■ SUPPLIED TEXT ■
6

I am a data scientist who programs in R, but am relatively new to using version control (yes, I know!) and I am still learning lots about it.

FYI: I use BitBucket and Sourcetree

I understand the general idea behind it - that you commit new updates / features / etc. - and that it acts as a safety net where you can revive features/code that would have otherwise been lost/overwritten, or even reverse your reversals if you decide you were in fact happy with the new code you'd written.

Today, I came to the realisation that I will need to completely rewrite an R script that I have (which I created/built myself - no other collaborators) because the requirements have now changed significantly, and rather than making several changes to the existing code (we're talking around 75.00%), it would probably be better and more efficient to rewrite it in its entirety.

As such, I would like to know the following: what is considered best practice in this case?

Should I create a new branch?

I have only ever used the main/master branch in git (I told you I was new to VCS's) and was thinking that I could do this (create a new branch) and then delete the content from my existing script and begin rewriting it in the same file (in order to preserve the same filename/history when I push the changes to my git repository).

My understanding is that my new changes are branched off of / away from the master branch and, if I am happy, I can/should merge them back into the master branch at the point where I am happy/confident that the changes are good to go - is that correct?

Or should I do something else?

If it is the former (creating a new branch), what might such a new branch typically be called?

I know that I'm not the only person to have ever needed to do a complete code rewrite/rebuild, so would appreciate some advice here.

■ STORED RECORDS ■
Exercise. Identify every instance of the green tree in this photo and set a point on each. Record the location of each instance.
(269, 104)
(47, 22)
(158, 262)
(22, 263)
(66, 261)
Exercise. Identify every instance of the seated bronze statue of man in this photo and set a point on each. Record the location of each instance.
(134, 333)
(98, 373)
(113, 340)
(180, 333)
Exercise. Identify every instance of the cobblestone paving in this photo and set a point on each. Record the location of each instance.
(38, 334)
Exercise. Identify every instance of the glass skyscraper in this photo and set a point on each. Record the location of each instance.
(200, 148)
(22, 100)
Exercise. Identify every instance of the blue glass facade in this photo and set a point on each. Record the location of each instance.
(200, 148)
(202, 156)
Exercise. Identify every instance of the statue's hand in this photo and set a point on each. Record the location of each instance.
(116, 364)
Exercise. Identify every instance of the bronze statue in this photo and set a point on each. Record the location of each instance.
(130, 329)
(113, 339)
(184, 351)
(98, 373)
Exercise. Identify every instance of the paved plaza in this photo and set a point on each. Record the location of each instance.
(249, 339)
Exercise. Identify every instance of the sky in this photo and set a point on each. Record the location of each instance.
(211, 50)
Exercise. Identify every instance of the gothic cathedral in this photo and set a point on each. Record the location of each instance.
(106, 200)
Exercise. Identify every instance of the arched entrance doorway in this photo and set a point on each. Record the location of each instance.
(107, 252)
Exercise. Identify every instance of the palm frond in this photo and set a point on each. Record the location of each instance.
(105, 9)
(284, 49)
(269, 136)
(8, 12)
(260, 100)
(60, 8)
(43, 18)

■ TASK REQUIREMENTS ■
(1) Copy the records word for word, from the line that contains "Exercise. Identify every instance of the sky" through the end of the records, including both ends.
(2) Carry on the forum post about rewriting an R script under version control from the point where it stops.

■ THE ANSWERS ■
(1)
Exercise. Identify every instance of the sky in this photo and set a point on each. Record the location of each instance.
(211, 50)
Exercise. Identify every instance of the gothic cathedral in this photo and set a point on each. Record the location of each instance.
(106, 200)
Exercise. Identify every instance of the arched entrance doorway in this photo and set a point on each. Record the location of each instance.
(107, 252)
Exercise. Identify every instance of the palm frond in this photo and set a point on each. Record the location of each instance.
(105, 9)
(284, 49)
(269, 136)
(8, 12)
(260, 100)
(60, 8)
(43, 18)

(2)
MusTheDataGuy
  • 381
  • 1
  • 11

1 Answers1

4

One of the big advantages of branches in the business world is that it allows you to work on a new feature while allowing you to go back to the master version and make updates there if necessary, without losing your progress. For example, if you were rewriting the home page of your website, then a critical bug that prevents the user from signing in is discovered, this is what you can do with a branch.

  1. Commit the current work you have on the new homepage to your branch.
  2. Switch back to the master branch.
  3. Fix the bug and commit the fix to master, to get the fix out to the users quickly.
  4. Switch back to your new homepage branch and resume working on the rewrite exactly where you left off.

My understanding is that my new changes are branched off of / away from the master branch and, if I am happy, I can/should merge them back into the master branch at the point where I am happy/confident that the changes are good to go - is that correct?

You are quite correct. This is especially useful if multiple people code on this project, as a rewrite may be disruptive to their projects. Branches give you more control over when a feature gets added to the main code base. It also allows your coworkers to more easily test your branch/feature separately.

For a solo project that affects only one file with limited impact to the rest of the application, a branch may be overkill. Using a new branch causes no harm, but a standard commit to master still maintains the file history, and takes less time and knowledge of git.

If your rewrite causes changes to many files, could interrupt the workflow of coworkers, or if you might need to maintain the current version of the script in the meantime, then you should consider using a branch.

If it is the former (creating a new branch), what might such a new branch typically be called?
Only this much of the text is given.